▶ [Set exercise]:
In the lines below, find the one that contains "Q: Point out each instance of the sky" and write it out exactly, along with every line that follows it.

────────────────────────────────────────

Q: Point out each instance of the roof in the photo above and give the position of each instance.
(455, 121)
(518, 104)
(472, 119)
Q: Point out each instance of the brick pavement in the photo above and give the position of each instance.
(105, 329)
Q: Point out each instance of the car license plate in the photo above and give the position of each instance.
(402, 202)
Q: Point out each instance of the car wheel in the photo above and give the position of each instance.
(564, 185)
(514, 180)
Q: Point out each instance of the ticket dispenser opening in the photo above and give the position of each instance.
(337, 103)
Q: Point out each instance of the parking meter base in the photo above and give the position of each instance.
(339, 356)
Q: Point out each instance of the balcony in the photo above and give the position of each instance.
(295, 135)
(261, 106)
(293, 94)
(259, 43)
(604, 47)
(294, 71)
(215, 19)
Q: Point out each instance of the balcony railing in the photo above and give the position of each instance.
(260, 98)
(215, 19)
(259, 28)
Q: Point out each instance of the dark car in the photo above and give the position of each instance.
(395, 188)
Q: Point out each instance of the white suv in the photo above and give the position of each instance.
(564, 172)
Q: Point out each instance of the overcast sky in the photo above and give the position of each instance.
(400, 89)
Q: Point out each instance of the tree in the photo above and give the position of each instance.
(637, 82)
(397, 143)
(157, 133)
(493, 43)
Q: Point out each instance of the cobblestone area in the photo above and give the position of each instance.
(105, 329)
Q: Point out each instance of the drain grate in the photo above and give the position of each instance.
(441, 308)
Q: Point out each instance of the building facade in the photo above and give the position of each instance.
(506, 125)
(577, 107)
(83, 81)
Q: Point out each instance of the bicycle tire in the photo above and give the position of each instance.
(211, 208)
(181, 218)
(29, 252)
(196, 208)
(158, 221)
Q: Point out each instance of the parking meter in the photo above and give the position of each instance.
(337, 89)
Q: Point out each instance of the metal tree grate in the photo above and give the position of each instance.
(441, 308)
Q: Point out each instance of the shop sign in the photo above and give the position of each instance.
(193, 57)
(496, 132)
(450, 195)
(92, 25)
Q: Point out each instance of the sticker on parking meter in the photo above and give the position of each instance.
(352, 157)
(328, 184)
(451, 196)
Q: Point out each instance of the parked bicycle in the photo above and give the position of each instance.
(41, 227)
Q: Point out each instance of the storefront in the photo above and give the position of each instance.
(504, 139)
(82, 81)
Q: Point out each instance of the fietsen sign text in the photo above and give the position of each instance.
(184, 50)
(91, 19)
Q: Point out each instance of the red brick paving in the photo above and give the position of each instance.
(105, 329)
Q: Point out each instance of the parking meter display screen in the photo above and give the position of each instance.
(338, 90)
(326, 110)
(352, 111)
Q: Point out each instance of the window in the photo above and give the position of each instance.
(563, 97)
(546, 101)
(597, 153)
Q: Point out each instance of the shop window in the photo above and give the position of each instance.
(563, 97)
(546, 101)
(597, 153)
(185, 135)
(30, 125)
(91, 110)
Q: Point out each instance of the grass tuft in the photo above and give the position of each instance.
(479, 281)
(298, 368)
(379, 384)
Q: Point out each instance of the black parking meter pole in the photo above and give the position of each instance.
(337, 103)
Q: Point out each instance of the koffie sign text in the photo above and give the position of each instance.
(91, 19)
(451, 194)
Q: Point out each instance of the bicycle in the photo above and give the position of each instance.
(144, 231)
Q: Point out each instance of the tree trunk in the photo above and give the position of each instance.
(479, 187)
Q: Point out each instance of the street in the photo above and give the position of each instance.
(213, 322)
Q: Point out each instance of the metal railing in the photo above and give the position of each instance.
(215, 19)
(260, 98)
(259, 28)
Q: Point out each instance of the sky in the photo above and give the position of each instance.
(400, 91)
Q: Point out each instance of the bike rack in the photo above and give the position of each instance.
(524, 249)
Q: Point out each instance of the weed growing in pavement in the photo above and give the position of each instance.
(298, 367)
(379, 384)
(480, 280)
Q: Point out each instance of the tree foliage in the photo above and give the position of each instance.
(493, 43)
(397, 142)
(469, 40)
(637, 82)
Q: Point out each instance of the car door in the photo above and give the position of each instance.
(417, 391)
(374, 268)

────────────────────────────────────────

▶ [Complete output]:
Q: Point out each instance of the sky in the photo above and give the position of each instance.
(400, 91)
Q: Point out each instance of the bike rack in the photo above and give the position of each instance.
(524, 249)
Q: Point out each instance of the weed growing in pavement in the photo above and give the position of each instance.
(298, 367)
(379, 384)
(480, 280)
Q: Point out each instance of the tree foliage in the photo above and give the position of each instance.
(493, 43)
(397, 142)
(469, 40)
(637, 82)
Q: Point out each instance of the car door in the photo above and give the position of each instance.
(417, 391)
(374, 268)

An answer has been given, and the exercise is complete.